Please report every line of the data that contains the word "blonde", and note that case counts.

%%

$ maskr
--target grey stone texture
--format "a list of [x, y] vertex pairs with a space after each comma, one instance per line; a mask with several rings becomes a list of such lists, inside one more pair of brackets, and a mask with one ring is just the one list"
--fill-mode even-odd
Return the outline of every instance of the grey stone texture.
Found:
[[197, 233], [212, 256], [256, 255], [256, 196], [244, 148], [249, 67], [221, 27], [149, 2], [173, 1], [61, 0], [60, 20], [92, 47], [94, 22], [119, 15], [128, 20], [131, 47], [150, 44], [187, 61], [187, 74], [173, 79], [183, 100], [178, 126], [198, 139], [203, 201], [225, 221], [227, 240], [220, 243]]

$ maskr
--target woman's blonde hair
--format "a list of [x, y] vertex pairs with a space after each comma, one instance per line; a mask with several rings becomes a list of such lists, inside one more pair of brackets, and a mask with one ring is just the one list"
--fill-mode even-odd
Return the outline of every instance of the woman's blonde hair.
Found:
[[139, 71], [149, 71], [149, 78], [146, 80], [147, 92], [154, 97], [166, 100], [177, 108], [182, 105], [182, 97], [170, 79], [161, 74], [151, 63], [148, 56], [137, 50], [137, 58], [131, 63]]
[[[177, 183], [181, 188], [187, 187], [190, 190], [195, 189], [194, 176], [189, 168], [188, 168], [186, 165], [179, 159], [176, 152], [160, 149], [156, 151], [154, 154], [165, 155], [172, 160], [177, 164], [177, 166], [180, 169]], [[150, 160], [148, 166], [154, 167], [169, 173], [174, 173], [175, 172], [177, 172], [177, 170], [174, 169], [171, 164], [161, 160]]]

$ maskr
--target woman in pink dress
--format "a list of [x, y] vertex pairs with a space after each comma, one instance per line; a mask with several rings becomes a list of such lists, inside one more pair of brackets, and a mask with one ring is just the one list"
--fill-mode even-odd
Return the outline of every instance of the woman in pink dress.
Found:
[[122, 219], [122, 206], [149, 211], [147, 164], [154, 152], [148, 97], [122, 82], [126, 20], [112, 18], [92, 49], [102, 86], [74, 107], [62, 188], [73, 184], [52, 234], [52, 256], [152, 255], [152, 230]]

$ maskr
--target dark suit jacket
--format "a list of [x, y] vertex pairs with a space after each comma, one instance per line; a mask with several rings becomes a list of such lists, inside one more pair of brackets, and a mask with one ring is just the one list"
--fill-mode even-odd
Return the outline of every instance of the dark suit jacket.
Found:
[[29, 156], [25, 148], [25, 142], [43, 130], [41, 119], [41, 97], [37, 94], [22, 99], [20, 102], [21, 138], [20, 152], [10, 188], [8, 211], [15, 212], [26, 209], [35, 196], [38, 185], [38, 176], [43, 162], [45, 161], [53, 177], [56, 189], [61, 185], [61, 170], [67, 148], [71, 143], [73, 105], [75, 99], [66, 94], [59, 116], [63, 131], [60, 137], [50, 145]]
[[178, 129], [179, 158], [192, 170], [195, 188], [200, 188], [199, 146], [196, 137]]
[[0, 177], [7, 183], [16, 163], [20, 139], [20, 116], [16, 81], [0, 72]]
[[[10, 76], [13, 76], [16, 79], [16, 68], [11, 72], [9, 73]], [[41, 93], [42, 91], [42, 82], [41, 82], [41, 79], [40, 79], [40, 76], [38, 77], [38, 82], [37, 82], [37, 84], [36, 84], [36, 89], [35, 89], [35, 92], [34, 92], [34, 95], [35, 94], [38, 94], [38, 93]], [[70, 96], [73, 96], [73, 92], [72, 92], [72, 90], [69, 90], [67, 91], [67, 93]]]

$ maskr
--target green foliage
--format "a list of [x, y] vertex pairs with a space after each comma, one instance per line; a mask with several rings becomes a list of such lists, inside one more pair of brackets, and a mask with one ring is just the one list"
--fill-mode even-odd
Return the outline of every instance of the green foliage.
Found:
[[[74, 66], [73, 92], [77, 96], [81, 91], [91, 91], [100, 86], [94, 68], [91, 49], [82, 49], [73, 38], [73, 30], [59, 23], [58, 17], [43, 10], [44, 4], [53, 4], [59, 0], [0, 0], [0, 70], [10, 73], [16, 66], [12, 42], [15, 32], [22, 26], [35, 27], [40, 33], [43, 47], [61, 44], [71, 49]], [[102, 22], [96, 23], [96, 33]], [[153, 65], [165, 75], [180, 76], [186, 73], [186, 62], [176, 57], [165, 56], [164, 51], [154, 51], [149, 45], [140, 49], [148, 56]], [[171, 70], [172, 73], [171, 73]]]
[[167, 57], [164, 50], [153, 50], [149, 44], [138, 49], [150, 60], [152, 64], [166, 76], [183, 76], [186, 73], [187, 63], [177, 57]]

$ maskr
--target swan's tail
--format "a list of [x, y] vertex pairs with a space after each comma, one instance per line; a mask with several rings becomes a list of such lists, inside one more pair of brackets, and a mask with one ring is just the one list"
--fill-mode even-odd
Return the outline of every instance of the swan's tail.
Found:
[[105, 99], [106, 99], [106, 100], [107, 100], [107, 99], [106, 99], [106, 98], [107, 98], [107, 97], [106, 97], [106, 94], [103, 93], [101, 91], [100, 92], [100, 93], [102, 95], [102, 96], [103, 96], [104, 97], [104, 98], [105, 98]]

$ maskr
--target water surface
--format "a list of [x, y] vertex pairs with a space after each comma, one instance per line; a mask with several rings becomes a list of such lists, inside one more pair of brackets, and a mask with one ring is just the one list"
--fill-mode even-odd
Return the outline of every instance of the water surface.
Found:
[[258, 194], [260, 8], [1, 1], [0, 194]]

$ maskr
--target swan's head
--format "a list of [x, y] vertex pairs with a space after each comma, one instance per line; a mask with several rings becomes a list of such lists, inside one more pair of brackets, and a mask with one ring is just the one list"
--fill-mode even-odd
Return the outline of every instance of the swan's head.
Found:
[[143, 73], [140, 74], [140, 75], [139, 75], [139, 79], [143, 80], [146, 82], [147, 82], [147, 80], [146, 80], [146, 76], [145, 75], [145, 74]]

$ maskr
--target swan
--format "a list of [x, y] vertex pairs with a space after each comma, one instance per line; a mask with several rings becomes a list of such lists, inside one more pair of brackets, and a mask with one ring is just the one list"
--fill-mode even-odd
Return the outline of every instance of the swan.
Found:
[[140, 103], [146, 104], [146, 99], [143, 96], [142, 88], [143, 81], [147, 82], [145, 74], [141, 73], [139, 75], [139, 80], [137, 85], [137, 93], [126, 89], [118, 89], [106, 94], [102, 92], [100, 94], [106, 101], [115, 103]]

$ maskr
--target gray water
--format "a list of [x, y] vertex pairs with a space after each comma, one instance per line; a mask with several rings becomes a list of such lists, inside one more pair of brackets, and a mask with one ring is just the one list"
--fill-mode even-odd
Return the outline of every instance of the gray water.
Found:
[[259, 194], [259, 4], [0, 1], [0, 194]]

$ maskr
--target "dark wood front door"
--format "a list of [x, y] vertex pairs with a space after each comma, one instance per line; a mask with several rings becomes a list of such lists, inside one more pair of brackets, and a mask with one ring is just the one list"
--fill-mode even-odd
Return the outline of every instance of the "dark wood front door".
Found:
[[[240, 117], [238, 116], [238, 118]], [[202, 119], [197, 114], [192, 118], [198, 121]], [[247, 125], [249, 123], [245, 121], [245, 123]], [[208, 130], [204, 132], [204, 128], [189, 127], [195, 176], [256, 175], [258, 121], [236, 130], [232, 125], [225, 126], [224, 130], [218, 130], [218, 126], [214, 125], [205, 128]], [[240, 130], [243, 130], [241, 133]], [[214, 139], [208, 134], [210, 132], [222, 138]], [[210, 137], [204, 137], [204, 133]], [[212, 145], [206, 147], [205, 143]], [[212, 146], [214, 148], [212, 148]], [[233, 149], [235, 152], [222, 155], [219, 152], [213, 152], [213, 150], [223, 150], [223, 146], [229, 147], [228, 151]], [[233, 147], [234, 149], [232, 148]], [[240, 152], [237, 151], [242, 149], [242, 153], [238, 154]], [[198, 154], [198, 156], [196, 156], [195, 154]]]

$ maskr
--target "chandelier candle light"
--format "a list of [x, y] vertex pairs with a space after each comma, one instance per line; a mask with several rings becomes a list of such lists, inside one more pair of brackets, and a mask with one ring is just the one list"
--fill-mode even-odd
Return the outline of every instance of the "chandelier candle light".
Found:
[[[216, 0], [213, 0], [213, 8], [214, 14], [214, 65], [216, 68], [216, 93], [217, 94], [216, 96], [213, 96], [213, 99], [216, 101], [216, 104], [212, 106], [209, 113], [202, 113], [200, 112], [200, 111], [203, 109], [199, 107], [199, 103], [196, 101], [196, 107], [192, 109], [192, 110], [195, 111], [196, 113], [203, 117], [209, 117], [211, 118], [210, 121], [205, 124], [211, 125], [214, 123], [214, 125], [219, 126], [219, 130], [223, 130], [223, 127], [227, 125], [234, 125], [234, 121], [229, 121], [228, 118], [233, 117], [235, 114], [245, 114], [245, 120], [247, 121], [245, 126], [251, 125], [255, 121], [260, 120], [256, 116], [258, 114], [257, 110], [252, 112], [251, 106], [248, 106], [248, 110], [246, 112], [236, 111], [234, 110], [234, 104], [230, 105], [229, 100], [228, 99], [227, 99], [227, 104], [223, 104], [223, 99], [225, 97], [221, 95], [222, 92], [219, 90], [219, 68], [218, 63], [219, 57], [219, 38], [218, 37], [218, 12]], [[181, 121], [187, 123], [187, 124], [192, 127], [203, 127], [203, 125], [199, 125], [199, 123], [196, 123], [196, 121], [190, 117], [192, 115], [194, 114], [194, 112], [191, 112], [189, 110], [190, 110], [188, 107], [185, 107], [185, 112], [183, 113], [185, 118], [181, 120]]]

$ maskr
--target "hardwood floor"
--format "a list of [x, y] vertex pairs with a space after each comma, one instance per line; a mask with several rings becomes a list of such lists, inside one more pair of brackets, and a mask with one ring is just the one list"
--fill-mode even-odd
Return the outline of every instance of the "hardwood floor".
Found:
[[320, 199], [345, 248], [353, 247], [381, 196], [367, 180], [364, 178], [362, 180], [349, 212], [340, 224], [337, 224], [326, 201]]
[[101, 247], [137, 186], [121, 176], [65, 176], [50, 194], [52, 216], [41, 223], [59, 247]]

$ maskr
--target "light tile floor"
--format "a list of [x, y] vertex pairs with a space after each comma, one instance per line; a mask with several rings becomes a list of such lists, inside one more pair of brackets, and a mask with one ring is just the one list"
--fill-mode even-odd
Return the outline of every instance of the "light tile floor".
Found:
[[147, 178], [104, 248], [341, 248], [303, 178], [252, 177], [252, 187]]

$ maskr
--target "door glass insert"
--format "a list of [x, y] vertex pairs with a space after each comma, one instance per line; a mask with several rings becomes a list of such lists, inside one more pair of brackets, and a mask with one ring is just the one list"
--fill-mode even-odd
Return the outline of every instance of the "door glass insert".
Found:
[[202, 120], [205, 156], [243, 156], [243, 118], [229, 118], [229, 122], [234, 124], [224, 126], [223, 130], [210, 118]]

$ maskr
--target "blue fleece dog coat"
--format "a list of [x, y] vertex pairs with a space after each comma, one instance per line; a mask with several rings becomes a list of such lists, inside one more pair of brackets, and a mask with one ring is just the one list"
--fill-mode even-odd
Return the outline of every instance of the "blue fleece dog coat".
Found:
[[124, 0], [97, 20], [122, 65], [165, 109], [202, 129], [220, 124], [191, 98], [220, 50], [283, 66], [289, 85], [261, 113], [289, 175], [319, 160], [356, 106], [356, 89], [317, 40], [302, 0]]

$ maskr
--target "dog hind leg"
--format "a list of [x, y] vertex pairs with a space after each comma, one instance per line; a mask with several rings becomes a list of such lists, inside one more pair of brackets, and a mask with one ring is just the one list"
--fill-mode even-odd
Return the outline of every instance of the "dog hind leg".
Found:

%%

• **Solution for this problem**
--target woman's blonde hair
Return the outline of every instance of the woman's blonde hair.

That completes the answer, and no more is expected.